[HDOJ] 2026.Max Sum

2026.Max Sum (c++)

Problem Description

Consider the aggregate An= { 1, 2, …, n }. For example, A1={1}, A3={1,2,3}. A subset sequence is 
defined as a array of a non-empty subset. Sort all the subset sequece of An in lexicography order. 
Your task is to find the m-th one.

Input

The input contains several test cases. Each test case consists of two numbers n and m ( 0< n<= 20, 
0< m<= the total number of the subset sequence of An ).

Output

For each test case, you should output the m-th subset sequence of An in one line.

Sample Input

1 1
2 1
2 2
2 3
2 4
3 10

Sample Output

1
1
1 2
2
2 1
2 3 1

题意:给定一个集合{1,2,3,4….n},求它内部的不同元素的字典序下的第m个字典序。
思路:
找规律吧
例:n=3,m=10时,有
{1}
{1, 2}
{1, 2, 3}
{1, 3}
{1, 3, 2}
{2}
{2, 1}
{2, 1, 3}
{2, 3}
{2, 3, 1}
{3}
{3, 1}
{3, 1, 2}
{3, 2}
{3, 2, 1}

n表示有多少组,g(n)表示每一组的个数,f(n)表示总的个数
g(n) = f(n) / n
->f(n) = n[f(n-1) + 1]
->g(n) = n[f(n-1) + 1] / n = f(n-1) + 1
->f(n-1) = (n-1) * g(n-1)

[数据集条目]
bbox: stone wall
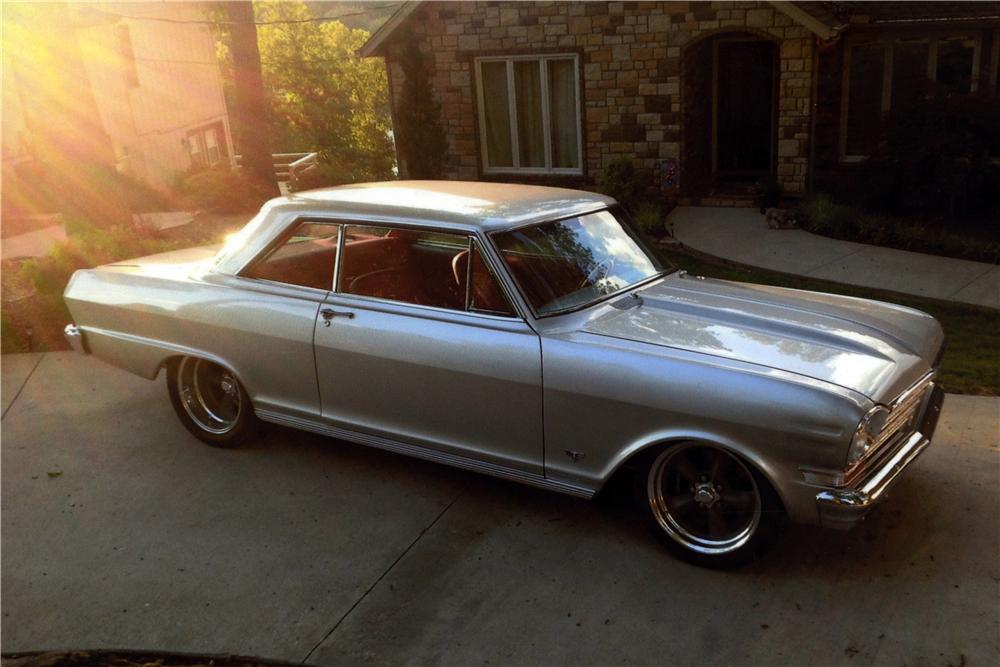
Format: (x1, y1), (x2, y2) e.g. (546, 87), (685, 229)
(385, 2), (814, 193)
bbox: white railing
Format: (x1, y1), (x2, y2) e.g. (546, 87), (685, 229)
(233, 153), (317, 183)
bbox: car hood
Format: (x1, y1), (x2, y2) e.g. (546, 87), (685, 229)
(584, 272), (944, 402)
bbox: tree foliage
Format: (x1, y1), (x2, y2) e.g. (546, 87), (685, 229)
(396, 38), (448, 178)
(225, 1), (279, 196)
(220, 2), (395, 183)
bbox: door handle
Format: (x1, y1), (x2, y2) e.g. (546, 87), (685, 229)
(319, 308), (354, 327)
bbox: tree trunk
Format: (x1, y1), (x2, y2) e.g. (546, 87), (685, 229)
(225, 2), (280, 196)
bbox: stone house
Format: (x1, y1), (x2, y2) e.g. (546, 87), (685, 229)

* * *

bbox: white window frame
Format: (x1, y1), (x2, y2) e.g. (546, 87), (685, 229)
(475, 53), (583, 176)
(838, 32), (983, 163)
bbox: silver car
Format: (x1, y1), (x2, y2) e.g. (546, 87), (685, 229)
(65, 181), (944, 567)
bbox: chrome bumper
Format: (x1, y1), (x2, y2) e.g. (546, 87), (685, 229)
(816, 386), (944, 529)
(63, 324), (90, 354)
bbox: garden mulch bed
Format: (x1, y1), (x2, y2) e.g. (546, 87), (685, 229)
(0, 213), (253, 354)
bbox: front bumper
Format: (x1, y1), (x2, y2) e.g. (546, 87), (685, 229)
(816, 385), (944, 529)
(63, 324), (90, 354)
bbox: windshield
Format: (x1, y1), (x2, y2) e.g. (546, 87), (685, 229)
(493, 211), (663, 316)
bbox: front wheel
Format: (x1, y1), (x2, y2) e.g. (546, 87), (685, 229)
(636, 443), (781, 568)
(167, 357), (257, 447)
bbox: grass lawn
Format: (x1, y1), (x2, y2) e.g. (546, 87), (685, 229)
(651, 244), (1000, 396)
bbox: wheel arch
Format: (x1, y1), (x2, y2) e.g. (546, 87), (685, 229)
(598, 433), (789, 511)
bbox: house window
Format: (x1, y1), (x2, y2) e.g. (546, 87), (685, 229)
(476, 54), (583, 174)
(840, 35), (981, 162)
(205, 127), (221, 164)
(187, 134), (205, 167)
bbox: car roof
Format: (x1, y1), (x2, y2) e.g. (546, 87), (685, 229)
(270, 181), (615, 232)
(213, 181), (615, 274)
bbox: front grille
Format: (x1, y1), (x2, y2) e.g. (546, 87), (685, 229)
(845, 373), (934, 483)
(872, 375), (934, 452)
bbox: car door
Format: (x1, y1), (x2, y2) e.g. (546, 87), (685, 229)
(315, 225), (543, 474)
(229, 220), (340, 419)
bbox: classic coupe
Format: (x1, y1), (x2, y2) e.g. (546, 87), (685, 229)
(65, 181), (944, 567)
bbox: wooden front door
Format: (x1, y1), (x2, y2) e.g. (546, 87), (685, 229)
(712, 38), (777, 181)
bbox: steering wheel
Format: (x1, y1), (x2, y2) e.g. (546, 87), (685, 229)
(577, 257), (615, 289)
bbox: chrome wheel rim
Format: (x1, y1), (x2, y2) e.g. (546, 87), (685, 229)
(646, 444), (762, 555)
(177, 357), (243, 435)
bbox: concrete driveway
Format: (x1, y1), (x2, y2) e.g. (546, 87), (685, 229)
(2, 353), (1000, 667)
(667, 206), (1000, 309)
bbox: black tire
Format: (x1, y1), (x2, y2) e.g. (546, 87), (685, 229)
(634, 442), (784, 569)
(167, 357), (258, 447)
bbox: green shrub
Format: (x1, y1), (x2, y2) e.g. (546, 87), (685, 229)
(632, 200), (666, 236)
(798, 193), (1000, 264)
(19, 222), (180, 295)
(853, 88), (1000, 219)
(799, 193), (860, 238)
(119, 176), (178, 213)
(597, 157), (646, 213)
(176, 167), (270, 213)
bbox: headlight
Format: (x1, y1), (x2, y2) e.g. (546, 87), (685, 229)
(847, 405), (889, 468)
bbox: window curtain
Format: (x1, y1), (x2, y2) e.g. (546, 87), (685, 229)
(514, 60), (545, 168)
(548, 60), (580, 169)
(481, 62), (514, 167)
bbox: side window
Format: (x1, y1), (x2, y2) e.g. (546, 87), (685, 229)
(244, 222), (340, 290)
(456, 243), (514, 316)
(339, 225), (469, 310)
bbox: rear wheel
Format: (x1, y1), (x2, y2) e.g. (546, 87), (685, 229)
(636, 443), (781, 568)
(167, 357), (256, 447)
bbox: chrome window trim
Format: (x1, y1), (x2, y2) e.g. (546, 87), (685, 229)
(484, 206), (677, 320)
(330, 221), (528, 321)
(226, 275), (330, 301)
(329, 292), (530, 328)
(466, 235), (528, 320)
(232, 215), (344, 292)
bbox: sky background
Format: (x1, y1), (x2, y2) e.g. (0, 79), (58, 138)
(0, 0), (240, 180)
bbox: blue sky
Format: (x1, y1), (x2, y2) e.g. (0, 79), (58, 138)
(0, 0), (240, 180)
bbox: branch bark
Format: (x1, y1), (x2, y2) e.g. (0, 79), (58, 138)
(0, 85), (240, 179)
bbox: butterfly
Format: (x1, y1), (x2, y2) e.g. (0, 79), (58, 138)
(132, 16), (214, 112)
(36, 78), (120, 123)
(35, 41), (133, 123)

==

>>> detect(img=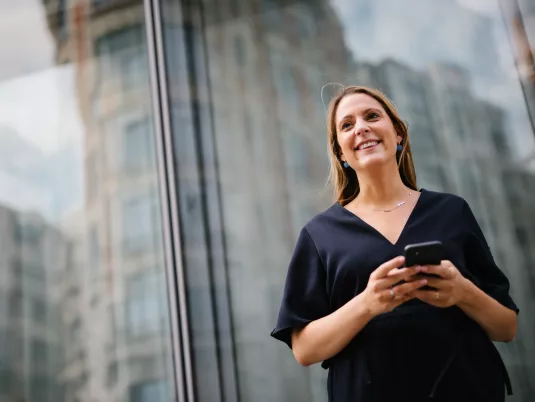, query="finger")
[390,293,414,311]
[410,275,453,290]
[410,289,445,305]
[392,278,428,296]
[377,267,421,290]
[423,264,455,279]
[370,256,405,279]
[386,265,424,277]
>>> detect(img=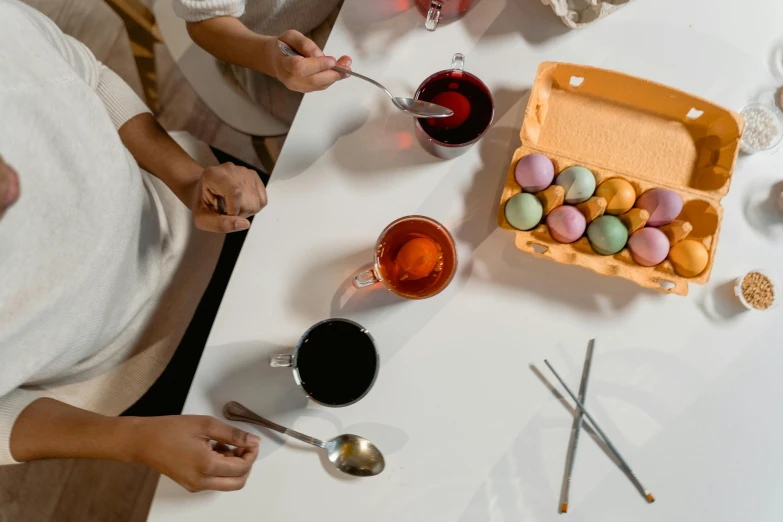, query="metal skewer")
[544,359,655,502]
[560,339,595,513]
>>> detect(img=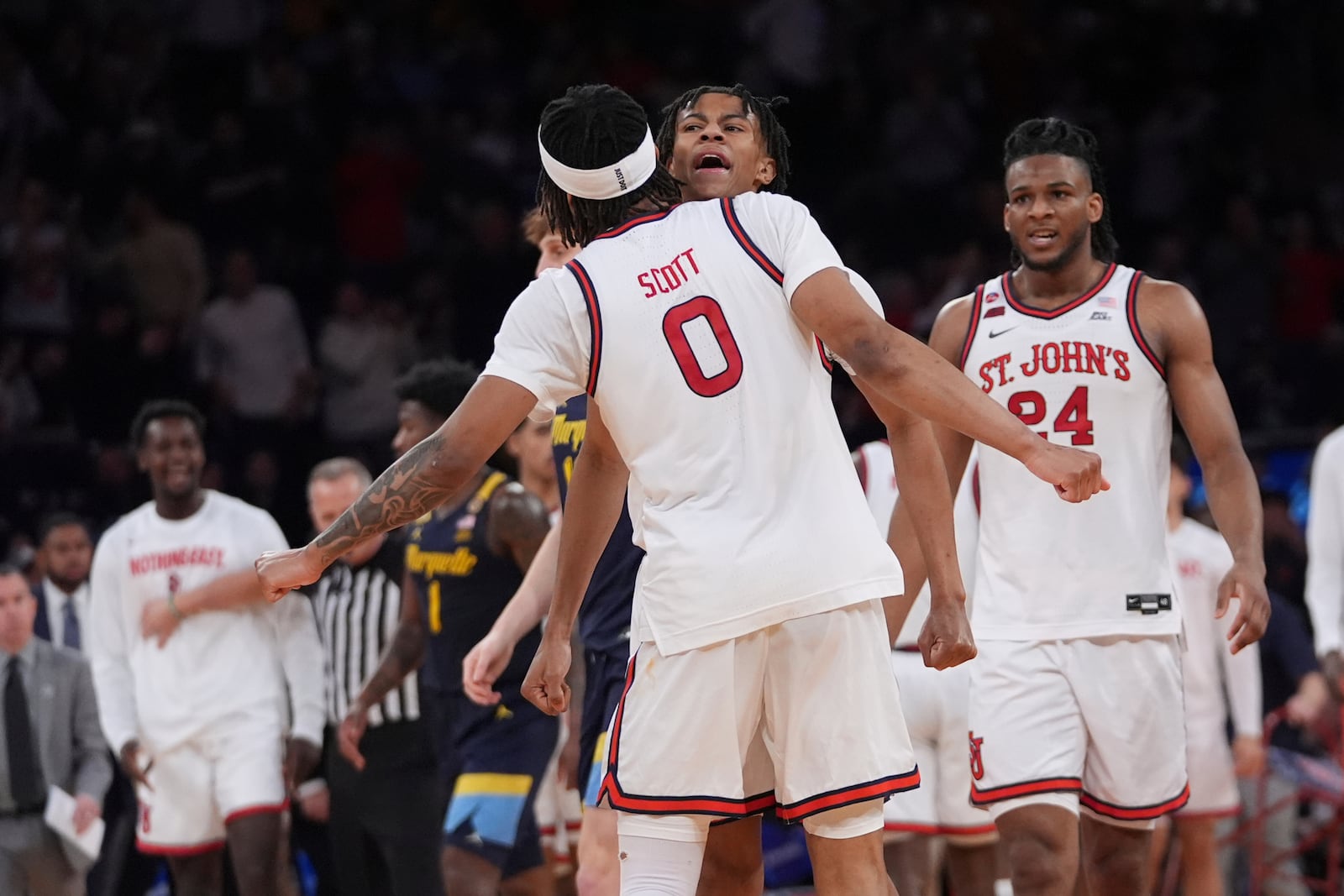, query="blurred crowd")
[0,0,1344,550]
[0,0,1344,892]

## 任务说明 A
能把子集序列题解里从“The input contains”一直到“sequence of An ).”的全部文字原样照抄下来吗？
## 任务说明 B
能否把数据集条目中从含有“bbox: wheel arch”的那一行一直到含有“(187, 134), (205, 167)”的那一行（首尾两行都算在内）整理成 Markdown 表格，分“行号”和“内容”两列，略去空行，只列这几行？

## 正确输出 A
The input contains several test cases. Each test case consists of two numbers n and m ( 0< n<= 20, 
0< m<= the total number of the subset sequence of An ).

## 正确输出 B
| 行号 | 内容 |
|---|---|
| 1 | bbox: wheel arch |
| 2 | Format: (x1, y1), (x2, y2) e.g. (546, 87), (685, 229) |
| 3 | (598, 433), (789, 511) |
| 4 | bbox: house window |
| 5 | Format: (x1, y1), (x2, y2) e.g. (546, 87), (685, 229) |
| 6 | (476, 54), (583, 174) |
| 7 | (840, 35), (981, 162) |
| 8 | (205, 127), (221, 164) |
| 9 | (187, 134), (205, 167) |